### WHAT YOU WILL DO
Only one stretch of lines is wanted: the line with "# format: x=..." through the final line of the material. Restate it word for word, minus pictures.

### EXERCISE MATERIAL
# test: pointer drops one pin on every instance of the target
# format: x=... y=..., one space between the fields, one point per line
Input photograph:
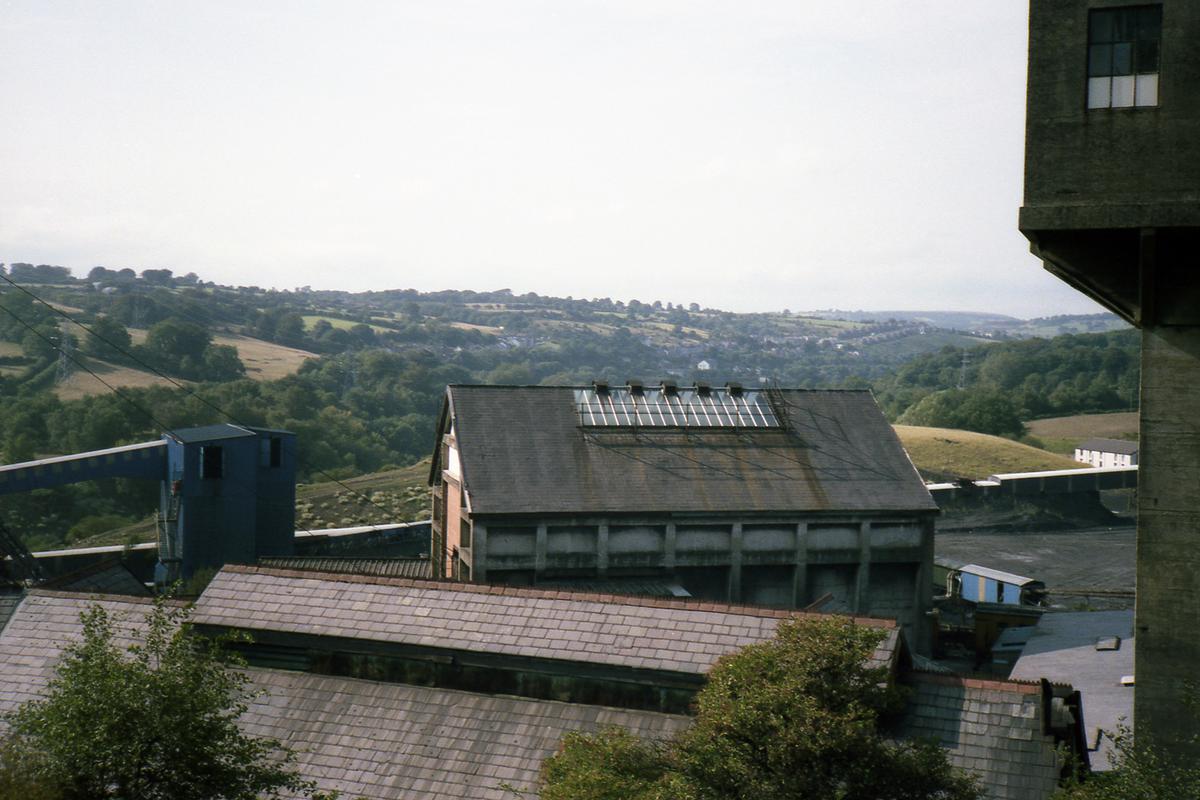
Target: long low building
x=394 y=689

### EXPECTED ANSWER
# format: x=... y=..., one space between the fields, one point per line
Input photograph:
Target: long low building
x=394 y=689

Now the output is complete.